Task statement
Reproduce, word for word, the portion of the blog post that starts at the words "Hey everybody!! (Cheery, optimistic" and stops after the words "longish post incoming.".

Text section
- Opening Delimiter -

Tuesday, July 30, 2013

Getting ready

Hey everybody!! (Cheery, optimistic mode ON) I am in a really good mood after..... well let's just say its been a loooooooong time. And I  have a longish post incoming.
So another school even t is on. I bet you all remember the old one. Or do you? Ah here is the link. Click it. I order you. Click!!! SO yeah. This is our annual day. Or talent show. Or some crap like that. Only catch is.. the teachers decide what we do. I mean We can't pick the event we do. I mean we can pick whether we want to recite or dance but be warned. The teacher's will kick you out if they feel you are not good. And the selection criteria is kinda random. Or a little more bluntly put, crazy.Anyways this year like last year I went for recitation. In the (hopefully) forgotten two years ago's past I was 'Alice' in Wonderland. And the rabbit was my arch-nemesis. Needless to say, we weren't great on the stage together. Let's just say that it was not one of the greatest thing I have ever done.
So, yeah my recitation. We are reciting poem Keramos. And on the stage there will be a depiction of a potter molding things and a child becoming a man (and dancing to the tunes of You are sixteen, Going on Seventeen) ( It's absolutely hilarious. I almost fell off the stage laughing the first time I saw it. My Arch-nemesis who hates girls is dancing with a partner. During a twirling move he touches his partner as though she is some kind of bacteria. Hilarious. He will probably murder me) So. Then we are by technicality supposed to rehearse all day. In reality we practice for about an hour. And that too with quite a lot of breaks. But the practice we do is quite a lot of fun. So today we assembled on the stage and stood up on benches. Let me explain. We, the reciters are of varying heights. So in order for everybody to be 'visible' the teachers ordered 5 of us to stand on a small bench and 5 to stand on a bigger bench. The rest stands on the ground. And since I am the good-willed soul I went and fetched heavy benches from the first grade class room. And when we all stood on the bench... it decided to wobble furiously. Half of us almost toppled over. But I stayed put. Then the very boring parts. The teachers decided we were really good and kept on rehearsing the drama part of it. But obviously for the drama we had to recite. In the end we all sat down. A friend sitting beside me started reading as though there was no tomorrow at all. Me and a couple of people in back started talking about how we missed the old cartoons. The old Disney, Cartoon Network. I even got emotional. Then came the part when we started laughing so hard about our naivety when we were small. The resolutions like "I want to become a fairy". The beliefs that if we tried hard enough a Pokemon would come out a toy and that a letter from Hogwarts would appear. And a little joke about somebody believing coconuts could be sent via the email. (I am definitely getting murdered tomorrow. By several people.) I had tears running down my cheek by the time the final bell rang. So I am just saying.... no matter how bad it gets, one day it will start getting better. Way better. And hopefully it has for me. Adios. (Spanish)

- Closing Delimiter -

Source material
- Opening Delimiter -

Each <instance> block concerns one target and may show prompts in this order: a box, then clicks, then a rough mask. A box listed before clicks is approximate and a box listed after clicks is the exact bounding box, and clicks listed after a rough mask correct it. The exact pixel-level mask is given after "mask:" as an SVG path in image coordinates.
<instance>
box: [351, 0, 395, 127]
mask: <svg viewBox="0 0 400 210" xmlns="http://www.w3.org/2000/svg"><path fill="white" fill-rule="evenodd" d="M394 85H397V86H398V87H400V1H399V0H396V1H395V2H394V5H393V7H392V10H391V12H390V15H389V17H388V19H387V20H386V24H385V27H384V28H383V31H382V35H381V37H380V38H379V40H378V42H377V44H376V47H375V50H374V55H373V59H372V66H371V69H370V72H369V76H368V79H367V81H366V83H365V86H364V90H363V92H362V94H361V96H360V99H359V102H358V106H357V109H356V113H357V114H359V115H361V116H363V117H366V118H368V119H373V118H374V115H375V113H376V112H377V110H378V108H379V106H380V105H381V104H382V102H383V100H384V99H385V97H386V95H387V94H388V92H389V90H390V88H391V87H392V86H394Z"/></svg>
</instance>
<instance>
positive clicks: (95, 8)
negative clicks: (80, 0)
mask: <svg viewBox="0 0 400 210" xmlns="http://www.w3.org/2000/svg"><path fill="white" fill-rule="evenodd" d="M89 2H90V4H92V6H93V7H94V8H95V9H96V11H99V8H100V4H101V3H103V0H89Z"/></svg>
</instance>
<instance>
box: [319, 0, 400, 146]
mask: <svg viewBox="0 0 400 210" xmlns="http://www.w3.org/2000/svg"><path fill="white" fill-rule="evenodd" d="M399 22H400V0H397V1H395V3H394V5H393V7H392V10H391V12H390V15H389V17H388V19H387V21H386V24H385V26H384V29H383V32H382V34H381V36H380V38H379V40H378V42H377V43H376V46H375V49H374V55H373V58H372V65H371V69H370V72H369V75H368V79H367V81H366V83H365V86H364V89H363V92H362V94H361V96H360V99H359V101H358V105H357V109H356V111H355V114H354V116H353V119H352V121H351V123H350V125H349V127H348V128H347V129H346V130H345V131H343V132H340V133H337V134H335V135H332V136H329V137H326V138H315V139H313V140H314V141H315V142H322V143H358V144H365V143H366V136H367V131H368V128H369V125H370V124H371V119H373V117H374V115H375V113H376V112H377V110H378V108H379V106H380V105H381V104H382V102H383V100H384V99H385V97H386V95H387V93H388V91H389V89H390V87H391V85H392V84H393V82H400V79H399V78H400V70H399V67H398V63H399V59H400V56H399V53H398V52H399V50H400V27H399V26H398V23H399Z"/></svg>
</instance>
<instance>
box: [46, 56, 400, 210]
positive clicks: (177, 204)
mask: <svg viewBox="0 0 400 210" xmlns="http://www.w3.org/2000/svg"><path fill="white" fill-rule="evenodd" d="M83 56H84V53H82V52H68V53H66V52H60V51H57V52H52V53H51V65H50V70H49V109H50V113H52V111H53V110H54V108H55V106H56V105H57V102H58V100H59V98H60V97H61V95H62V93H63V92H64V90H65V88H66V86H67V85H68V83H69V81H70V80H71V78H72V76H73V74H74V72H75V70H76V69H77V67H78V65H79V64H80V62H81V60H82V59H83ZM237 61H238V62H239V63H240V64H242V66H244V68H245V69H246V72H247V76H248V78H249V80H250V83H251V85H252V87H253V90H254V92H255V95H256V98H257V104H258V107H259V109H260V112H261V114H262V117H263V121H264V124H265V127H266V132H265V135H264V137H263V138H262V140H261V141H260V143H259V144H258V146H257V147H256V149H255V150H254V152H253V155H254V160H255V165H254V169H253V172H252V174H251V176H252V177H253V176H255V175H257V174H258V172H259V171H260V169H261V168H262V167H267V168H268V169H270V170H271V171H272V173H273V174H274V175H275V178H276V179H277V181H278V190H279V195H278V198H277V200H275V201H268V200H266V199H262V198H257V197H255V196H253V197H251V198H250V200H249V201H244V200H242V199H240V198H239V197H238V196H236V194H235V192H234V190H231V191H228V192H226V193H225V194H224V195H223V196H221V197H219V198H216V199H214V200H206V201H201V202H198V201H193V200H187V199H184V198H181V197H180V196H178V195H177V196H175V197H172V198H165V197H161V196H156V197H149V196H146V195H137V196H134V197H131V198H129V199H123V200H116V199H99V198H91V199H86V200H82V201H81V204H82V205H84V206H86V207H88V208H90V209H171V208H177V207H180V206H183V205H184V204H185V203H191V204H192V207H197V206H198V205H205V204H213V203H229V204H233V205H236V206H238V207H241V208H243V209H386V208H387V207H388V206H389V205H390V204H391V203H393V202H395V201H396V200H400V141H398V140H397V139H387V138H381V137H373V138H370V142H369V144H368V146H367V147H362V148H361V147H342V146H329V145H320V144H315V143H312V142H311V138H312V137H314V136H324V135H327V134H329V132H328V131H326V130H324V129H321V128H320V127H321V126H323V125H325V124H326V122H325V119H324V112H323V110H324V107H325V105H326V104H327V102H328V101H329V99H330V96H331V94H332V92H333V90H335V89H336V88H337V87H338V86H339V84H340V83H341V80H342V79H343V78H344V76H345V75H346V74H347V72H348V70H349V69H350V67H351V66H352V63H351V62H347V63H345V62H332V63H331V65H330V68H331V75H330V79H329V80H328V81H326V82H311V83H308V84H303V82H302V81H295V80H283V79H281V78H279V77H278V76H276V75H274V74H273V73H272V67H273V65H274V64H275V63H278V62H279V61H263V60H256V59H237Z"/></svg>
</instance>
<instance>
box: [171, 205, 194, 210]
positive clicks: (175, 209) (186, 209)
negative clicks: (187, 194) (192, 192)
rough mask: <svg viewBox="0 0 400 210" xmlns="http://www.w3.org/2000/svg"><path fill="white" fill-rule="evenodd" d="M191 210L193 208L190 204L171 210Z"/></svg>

- Closing Delimiter -

Your response
Hey everybody!! (Cheery, optimistic mode ON) I am in a really good mood after..... well let's just say its been a loooooooong time. And I  have a longish post incoming.